*Written exercise 1*: Please extract the passage of the Webmasters benchmark description starting with "cqadupstack_webmasters is the" and going on through "or web term.", copied word for word.
*Written exercise 2*: Write what comes next in the Webmasters benchmark description, picking up after its last sentence.

*Document excerpt*:
+++
HAKARI-Bench

NanoMTEB-Polish / cqadupstack_webmasters

Overview

cqadupstack_webmasters is the Polish NanoMTEB version of the Webmasters subset from CQADupStack. The task evaluates duplicate-question retrieval for website operation and search-visibility questions. Queries ask about SEO, redirects, URL structure, favicons, robots behavior, indexing, rich snippets, DNS, canonical hostnames, and site-management policies. Relevant documents are community QA posts that ask the same website-management problem, not just posts that mention the same search engine or web term.

The Nano split contains 200 queries, 10,000 documents, and 882 positive relevance judgments. Queries average about 60 characters, while documents average about 739 characters. Duplicate clustering is important: 77 queries have multiple positives, the average number of positives per query is 4.41, and one cluster has 100 positives. The task therefore tests both precise matching for narrow webmaster problems and recovery of broad recurring SEO or indexing questions.

Details

What the Original Data Measures

CQADupStack defines duplicate-question retrieval through community QA duplicate links. In the Webmasters subset, relevance means operational equivalence. A post about www versus non-www hostnames is relevant to another post asking the same canonical-hostname SEO question, but not to every document mentioning redirects or SEO. A query about blocking indexing of part of a page is relevant to posts about the same indexing-control problem, not every robots-related question.
+++
*Dataset entries*:
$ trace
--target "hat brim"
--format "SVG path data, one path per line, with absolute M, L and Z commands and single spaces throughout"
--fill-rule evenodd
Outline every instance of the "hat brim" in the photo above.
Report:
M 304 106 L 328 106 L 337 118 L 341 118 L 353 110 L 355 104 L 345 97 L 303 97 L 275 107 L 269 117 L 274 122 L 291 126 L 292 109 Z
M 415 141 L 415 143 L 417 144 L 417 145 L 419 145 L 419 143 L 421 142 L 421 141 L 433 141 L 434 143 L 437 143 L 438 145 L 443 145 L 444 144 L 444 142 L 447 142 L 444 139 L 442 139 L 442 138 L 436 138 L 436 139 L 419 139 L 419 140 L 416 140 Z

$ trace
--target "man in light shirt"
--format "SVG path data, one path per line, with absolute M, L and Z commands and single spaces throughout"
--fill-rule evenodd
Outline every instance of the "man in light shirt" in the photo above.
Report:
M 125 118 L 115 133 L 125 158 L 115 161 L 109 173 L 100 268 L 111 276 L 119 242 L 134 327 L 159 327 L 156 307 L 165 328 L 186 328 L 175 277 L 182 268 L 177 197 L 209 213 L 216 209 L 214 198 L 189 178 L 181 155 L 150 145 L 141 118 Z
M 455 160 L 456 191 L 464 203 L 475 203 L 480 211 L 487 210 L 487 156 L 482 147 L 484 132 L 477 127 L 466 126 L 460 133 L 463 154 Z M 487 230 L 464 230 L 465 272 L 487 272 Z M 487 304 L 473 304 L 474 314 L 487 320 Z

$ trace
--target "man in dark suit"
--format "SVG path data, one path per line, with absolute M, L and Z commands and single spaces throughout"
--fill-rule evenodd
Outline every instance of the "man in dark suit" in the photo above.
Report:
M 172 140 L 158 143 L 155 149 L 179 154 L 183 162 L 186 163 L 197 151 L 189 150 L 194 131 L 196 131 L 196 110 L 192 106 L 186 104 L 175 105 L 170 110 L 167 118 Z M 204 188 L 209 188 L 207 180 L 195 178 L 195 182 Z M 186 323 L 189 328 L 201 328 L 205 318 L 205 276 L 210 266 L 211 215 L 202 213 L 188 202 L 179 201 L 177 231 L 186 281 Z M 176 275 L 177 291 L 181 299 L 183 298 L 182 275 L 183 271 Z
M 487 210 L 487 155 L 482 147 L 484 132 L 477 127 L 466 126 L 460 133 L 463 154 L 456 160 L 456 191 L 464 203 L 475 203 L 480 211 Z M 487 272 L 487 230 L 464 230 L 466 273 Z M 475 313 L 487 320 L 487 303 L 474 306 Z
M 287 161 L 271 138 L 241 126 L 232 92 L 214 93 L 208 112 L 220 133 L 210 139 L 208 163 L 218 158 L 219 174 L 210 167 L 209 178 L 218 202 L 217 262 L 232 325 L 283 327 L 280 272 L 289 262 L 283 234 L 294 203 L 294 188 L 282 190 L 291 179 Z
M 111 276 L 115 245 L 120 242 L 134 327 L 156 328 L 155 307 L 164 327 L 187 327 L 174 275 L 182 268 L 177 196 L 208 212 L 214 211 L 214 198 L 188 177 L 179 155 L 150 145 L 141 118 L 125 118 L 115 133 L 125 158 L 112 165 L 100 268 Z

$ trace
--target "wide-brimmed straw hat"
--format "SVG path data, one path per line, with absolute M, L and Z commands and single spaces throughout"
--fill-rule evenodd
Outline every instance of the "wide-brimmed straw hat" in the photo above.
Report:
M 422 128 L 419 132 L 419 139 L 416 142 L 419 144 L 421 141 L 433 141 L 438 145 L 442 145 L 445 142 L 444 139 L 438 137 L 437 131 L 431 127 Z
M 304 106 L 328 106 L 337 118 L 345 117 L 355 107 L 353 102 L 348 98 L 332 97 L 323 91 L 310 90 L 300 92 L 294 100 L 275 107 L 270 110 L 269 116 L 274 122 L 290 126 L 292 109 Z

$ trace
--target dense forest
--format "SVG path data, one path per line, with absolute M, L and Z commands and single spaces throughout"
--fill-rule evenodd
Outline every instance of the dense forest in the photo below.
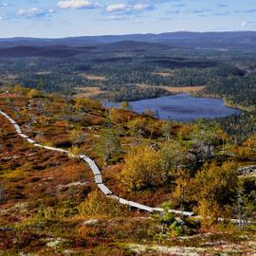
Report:
M 185 255 L 255 251 L 255 133 L 238 144 L 215 120 L 159 120 L 125 101 L 108 109 L 17 84 L 0 87 L 0 109 L 34 140 L 0 115 L 3 255 L 137 255 L 141 246 L 149 256 L 163 247 Z M 99 191 L 82 155 L 114 196 Z M 139 212 L 115 196 L 163 211 Z
M 2 83 L 61 92 L 67 98 L 113 101 L 155 98 L 173 93 L 169 90 L 173 87 L 200 87 L 204 89 L 194 95 L 220 98 L 227 105 L 246 111 L 242 116 L 220 119 L 231 137 L 240 137 L 237 141 L 255 131 L 253 47 L 234 49 L 226 46 L 223 50 L 136 41 L 76 47 L 1 47 Z

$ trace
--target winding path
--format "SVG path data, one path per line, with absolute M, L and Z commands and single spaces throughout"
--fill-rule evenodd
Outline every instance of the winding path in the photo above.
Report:
M 161 208 L 148 207 L 148 206 L 141 205 L 141 204 L 138 204 L 138 203 L 136 203 L 133 201 L 128 201 L 126 199 L 123 199 L 123 198 L 120 198 L 117 195 L 114 195 L 113 192 L 104 185 L 100 169 L 98 168 L 96 163 L 90 157 L 88 157 L 85 155 L 75 155 L 71 154 L 70 152 L 64 150 L 64 149 L 53 148 L 53 147 L 48 147 L 48 146 L 44 146 L 44 145 L 38 144 L 35 140 L 30 138 L 28 136 L 23 134 L 22 130 L 21 130 L 20 126 L 17 124 L 17 122 L 15 120 L 13 120 L 8 114 L 6 114 L 5 112 L 3 112 L 1 110 L 0 110 L 0 114 L 2 116 L 4 116 L 7 119 L 9 119 L 9 121 L 13 125 L 18 136 L 20 136 L 22 138 L 26 139 L 28 143 L 34 145 L 35 147 L 44 148 L 46 150 L 55 151 L 55 152 L 59 152 L 59 153 L 64 153 L 64 154 L 66 154 L 73 158 L 80 158 L 82 161 L 86 162 L 90 166 L 90 169 L 93 172 L 94 180 L 95 180 L 96 185 L 107 197 L 111 197 L 113 199 L 116 199 L 121 205 L 126 205 L 132 209 L 137 209 L 138 210 L 144 210 L 144 211 L 148 211 L 148 212 L 163 212 L 163 209 L 161 209 Z M 194 215 L 193 212 L 182 211 L 182 210 L 170 210 L 170 212 L 174 212 L 176 214 L 182 214 L 185 216 Z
+++
*Output 1*:
cqadupstack_webmasters is the Polish NanoMTEB version of the Webmasters subset from CQADupStack. The task evaluates duplicate-question retrieval for website operation and search-visibility questions. Queries ask about SEO, redirects, URL structure, favicons, robots behavior, indexing, rich snippets, DNS, canonical hostnames, and site-management policies. Relevant documents are community QA posts that ask the same website-management problem, not just posts that mention the same search engine or web term.

*Output 2*:
This task is useful because website-management questions combine exact terminology with practical outcomes. A model must understand whether the user is asking about search ranking, crawl policy, URL syntax, DNS behavior, or metadata interpretation. The same words can appear in many different operational contexts.

Observed Data Profile

The documents are shorter than some code-heavy CQADupStack splits, but they often include URLs, configuration examples, platform names, and search-engine terminology. The Polish translation preserves many English web terms and URL fragments. Queries may contain mixed strings such as find-new/posts&recent=1, HTTP://, www, or rich-snippet terminology.

Because the task has large duplicate clusters, common webmaster concerns appear repeatedly. At the same time, many queries have only one positive. A strong model must handle both one-off operational questions and broad duplicate families around SEO, indexing, redirects, and URL design.

BM25 Evaluation Profile

BM25 reaches nDCG@10 of 0.2440, hit@10 of 0.3900, and recall@100 of 0.3118. Exact web terms and URL fragments help BM25. Queries containing www, HTTP, robots, Google, favicon, noindex, or URL structure can retrieve topically related documents through lexical overlap.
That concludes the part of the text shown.